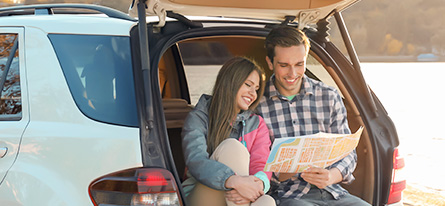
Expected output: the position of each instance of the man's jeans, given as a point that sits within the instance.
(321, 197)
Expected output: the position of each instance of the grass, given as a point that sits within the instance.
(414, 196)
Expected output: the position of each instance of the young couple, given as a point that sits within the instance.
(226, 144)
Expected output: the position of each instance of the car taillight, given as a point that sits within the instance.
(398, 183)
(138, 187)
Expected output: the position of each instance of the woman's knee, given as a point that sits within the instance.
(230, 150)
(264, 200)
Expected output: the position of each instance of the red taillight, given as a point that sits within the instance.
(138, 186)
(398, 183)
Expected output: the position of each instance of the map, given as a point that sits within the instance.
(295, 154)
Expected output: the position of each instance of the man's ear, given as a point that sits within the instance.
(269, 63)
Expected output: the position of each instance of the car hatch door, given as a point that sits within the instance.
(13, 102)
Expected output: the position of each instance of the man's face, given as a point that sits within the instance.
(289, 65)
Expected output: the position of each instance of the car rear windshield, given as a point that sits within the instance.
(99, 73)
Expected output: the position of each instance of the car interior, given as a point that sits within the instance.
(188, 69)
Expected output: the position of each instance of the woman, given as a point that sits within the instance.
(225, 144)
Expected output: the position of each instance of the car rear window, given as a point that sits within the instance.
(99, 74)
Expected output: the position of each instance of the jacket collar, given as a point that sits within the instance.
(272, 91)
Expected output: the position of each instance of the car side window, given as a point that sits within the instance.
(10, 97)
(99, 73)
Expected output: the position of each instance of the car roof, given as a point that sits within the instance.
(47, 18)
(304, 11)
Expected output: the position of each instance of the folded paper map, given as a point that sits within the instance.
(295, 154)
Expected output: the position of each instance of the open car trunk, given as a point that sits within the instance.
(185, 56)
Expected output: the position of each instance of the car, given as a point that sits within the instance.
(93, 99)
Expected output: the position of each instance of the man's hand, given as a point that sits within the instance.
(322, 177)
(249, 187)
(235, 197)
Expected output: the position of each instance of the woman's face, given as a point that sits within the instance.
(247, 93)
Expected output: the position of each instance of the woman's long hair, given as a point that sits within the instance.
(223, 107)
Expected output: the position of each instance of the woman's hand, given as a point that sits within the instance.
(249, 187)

● **TASK TO COMPLETE**: Write out the data exactly, but not its pictures.

● **TASK ANSWER**:
Expected output: the position of each instance of the man's jeans, given as a point that sits within the instance.
(321, 197)
Expected output: the position of each instance of the grass, given as a point that sits within the instance.
(414, 196)
Expected output: the position of each instance of the young couple, given as a point that sits within the instance.
(226, 144)
Expected output: the position of each instance of the car taillight, given as a point that sits within the instance.
(398, 183)
(138, 187)
Expected output: the position of each instance of the woman's knee, given as a point that sits within the instance.
(230, 150)
(264, 200)
Expected output: the position of each instance of the red taillight, given as a point that sits within the instance.
(138, 186)
(398, 183)
Expected output: the position of each instance of the map, given as a point that sits within the instance.
(295, 154)
Expected output: the position of each instance of the man's ear, given as a point that sits within the instance.
(269, 63)
Expected output: the position of each instance of the car hatch door, given as a point that sits within the instance.
(13, 102)
Expected output: the position of each instance of the man's face, given as a point that sits within the instance.
(289, 65)
Expected output: the position of each instance of the car rear windshield, given as a point that sits within the instance.
(99, 73)
Expected output: the position of each instance of the car interior, given as a point that sits within the instance.
(188, 69)
Expected output: the position of each instance of the woman, given as a point that sits within the instance.
(225, 144)
Expected output: the position of each instance of the car rear window, given as a point that sits within the instance.
(99, 74)
Expected output: the position of each instance of the jacket collar, given as a point that sits within the instance.
(272, 91)
Expected output: the position of each instance of the car side window, given as a point that sits within the instance.
(10, 97)
(99, 73)
Expected output: the position of each instance of the car roof, given as a point that sits within the instance.
(47, 18)
(304, 11)
Expected output: the position of each instance of the folded paper map, given as a point that sits within the instance.
(295, 154)
Expected output: the position of each instance of the open car trunk, given as a point that sits within the instance.
(185, 56)
Expected output: the position of each instance of the car, given as a point that sits within the instance.
(93, 99)
Expected output: the position of each instance of the man's hand, given as a point that sits within the instance.
(322, 177)
(249, 187)
(235, 197)
Expected output: the position of each instance of the woman's face, given as a point that sits within the instance.
(247, 93)
Expected output: the position of each instance of the woman's long hair, given as a point that sits within the instance.
(223, 107)
Expected output: the position of each instance of the woman's hand, given as a point that sits within the instance.
(249, 187)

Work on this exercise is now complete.